▶ [Task to complete]:
Reproduce verbatim the lines from the one containing "of the woman" through the end of the entries, leaving the pictures out of your answer.

▶ [Material for this exercise]:
╔══

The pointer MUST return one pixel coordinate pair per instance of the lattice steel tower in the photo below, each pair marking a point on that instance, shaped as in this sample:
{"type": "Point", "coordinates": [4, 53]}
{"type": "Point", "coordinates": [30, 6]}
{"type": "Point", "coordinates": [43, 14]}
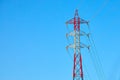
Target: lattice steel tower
{"type": "Point", "coordinates": [77, 45]}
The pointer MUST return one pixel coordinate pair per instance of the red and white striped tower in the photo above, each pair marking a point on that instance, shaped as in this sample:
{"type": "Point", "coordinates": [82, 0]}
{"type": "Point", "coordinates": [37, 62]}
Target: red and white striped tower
{"type": "Point", "coordinates": [77, 45]}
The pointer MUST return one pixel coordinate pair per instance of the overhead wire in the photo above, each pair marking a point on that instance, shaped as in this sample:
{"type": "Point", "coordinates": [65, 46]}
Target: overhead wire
{"type": "Point", "coordinates": [96, 55]}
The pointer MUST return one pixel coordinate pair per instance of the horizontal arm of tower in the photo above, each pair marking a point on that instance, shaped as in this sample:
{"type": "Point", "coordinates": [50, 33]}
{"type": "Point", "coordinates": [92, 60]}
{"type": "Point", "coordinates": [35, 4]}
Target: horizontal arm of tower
{"type": "Point", "coordinates": [84, 46]}
{"type": "Point", "coordinates": [71, 21]}
{"type": "Point", "coordinates": [82, 33]}
{"type": "Point", "coordinates": [82, 21]}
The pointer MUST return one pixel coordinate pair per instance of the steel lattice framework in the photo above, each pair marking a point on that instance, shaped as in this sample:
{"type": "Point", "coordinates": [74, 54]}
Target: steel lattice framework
{"type": "Point", "coordinates": [77, 45]}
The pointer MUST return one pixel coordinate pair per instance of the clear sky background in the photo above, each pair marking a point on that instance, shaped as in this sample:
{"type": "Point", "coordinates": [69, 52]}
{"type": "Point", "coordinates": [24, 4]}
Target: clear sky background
{"type": "Point", "coordinates": [33, 41]}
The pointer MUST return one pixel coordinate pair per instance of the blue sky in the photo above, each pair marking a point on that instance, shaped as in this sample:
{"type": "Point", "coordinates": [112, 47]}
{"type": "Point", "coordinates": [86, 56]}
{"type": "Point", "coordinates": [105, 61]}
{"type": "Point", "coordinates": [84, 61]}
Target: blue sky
{"type": "Point", "coordinates": [32, 38]}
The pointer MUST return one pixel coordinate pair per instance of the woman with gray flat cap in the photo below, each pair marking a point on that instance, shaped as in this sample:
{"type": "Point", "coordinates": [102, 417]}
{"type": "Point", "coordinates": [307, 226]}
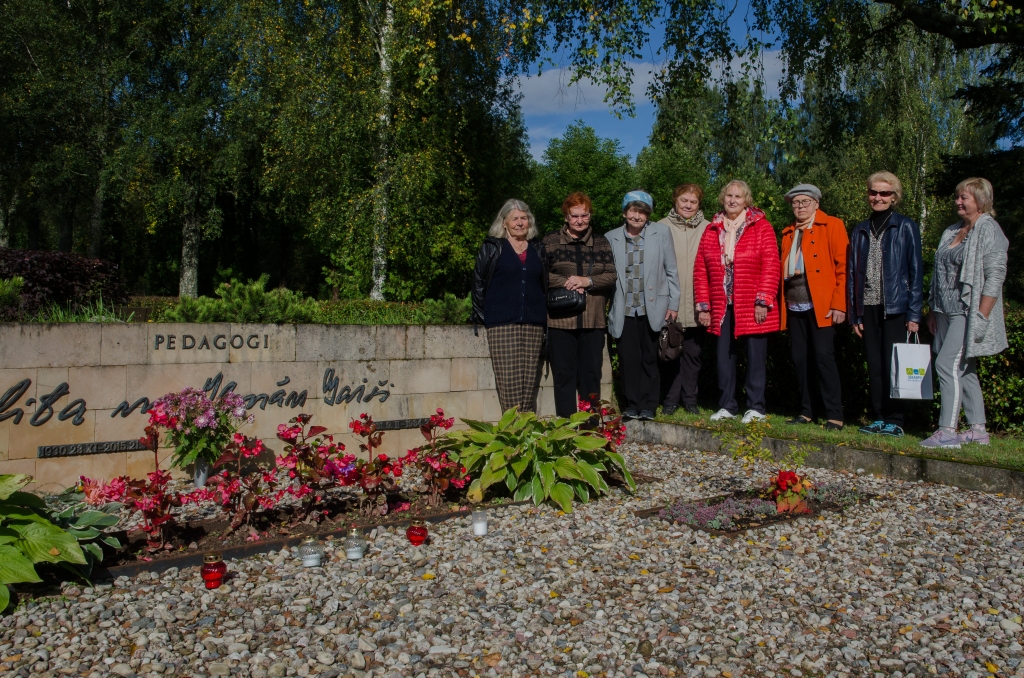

╚══

▶ [Written answer]:
The pointer MUST return one pixel coordinate pair per instance of the woman with gray flat cap in the photo below, each pair marking a point on that instance, shaped as in this sample:
{"type": "Point", "coordinates": [102, 417]}
{"type": "Point", "coordinates": [307, 226]}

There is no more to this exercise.